Blok Teks:
T Lembong Misbah |
SIAPA cepat dia dapat, begitulah adagium yang kerap kita dengar saat adanya kesempatan yang melintas di
hadapan mata.
Adagium ini dapat pula dimaknai dengan berlomba melawan waktu (racing against time) agar momentum dan kesempatan baik tidak terlewatkan begitu saja.
Ada banyak peluang berharga terbuang percuma, saat seseorang tidak mampu menangkap dan menggunakan peluang itu secara baik.
Karena itu, acapkali orang mendulang kecewa saat peluang emas lepas, apalagi kesempatan itu ternyata lebih duluan ditangkap dan diambil oleh orang lain.
Betapa kecewanya Umar bin Khattab, saat mengetahui apa yang telah dilakukan oleh Abu Bakar. Sambil menekuk kedua lututnya, air mata tumpah tak terbendung. Dalam dada Umar bergemuruh dan kecewa sebab tidak bisa melakukan seperti apa yang dikerjakan oleh Abu Bakar.

[Entri anotasi kotak pembatas]
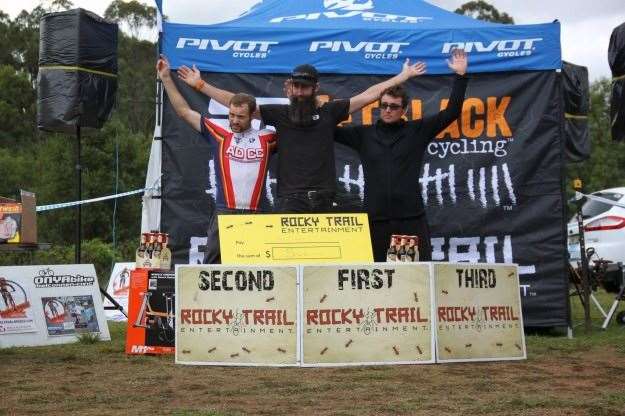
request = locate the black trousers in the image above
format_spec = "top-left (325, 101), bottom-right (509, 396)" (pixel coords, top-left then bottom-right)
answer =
top-left (276, 191), bottom-right (335, 214)
top-left (203, 208), bottom-right (258, 264)
top-left (369, 215), bottom-right (432, 262)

Kerjakan Berikut Ini:
a - Kutiplah bagian teks tentang peluang tanpa perubahan apa pun, mulai dari "T Lembong Misbah" dan berakhir pada "oleh orang lain.".
b - Cetak ulang baris-baris entri tanpa perubahan, mulai dari awal entri hingga baris yang memuat "top-left (203, 208), bottom-right (258, 264)", dengan kedua baris batas ikut disertakan. Gambar tidak perlu dimasukkan ke dalam jawaban.
Teks dan entri di atas tidak saling berkaitan.

Jawaban per Tugas:
a -
T Lembong Misbah |
SIAPA cepat dia dapat, begitulah adagium yang kerap kita dengar saat adanya kesempatan yang melintas di
hadapan mata.
Adagium ini dapat pula dimaknai dengan berlomba melawan waktu (racing against time) agar momentum dan kesempatan baik tidak terlewatkan begitu saja.
Ada banyak peluang berharga terbuang percuma, saat seseorang tidak mampu menangkap dan menggunakan peluang itu secara baik.
Karena itu, acapkali orang mendulang kecewa saat peluang emas lepas, apalagi kesempatan itu ternyata lebih duluan ditangkap dan diambil oleh orang lain.

b -
request = locate the black trousers in the image above
format_spec = "top-left (325, 101), bottom-right (509, 396)" (pixel coords, top-left then bottom-right)
answer =
top-left (276, 191), bottom-right (335, 214)
top-left (203, 208), bottom-right (258, 264)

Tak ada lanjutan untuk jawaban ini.